[Stored data entries]

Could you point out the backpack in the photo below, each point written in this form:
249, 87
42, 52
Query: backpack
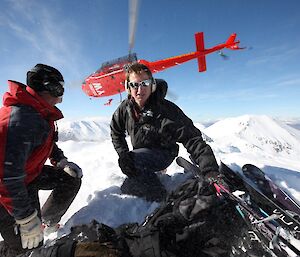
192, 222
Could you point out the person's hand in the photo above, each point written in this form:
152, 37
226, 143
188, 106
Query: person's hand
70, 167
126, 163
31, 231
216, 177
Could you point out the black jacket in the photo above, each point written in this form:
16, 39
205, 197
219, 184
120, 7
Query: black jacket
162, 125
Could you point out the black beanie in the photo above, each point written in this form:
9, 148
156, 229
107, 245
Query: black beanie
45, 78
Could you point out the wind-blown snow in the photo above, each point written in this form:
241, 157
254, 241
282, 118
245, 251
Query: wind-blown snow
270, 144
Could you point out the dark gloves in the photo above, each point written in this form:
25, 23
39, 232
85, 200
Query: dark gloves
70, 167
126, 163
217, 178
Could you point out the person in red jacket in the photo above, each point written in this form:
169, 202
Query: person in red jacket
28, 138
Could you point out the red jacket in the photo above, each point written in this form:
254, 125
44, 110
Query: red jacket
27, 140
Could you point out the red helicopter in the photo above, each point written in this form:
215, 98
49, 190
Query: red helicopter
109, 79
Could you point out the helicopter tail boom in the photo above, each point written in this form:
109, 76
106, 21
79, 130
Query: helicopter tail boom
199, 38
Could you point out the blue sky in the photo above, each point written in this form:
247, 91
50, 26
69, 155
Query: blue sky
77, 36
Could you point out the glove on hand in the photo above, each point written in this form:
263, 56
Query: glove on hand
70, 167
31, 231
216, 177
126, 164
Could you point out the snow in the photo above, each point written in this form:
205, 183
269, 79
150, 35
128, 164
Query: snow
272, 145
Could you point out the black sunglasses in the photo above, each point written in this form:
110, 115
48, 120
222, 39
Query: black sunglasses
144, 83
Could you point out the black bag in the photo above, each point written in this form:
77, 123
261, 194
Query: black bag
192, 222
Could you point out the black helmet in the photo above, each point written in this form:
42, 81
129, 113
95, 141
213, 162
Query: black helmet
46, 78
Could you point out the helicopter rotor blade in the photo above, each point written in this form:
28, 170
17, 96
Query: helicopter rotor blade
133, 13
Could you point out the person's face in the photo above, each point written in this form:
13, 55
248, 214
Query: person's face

§ **Exercise brief**
In the entries above, how many lines hold "face"? Answer with the number alone.

§ **Finished exercise**
2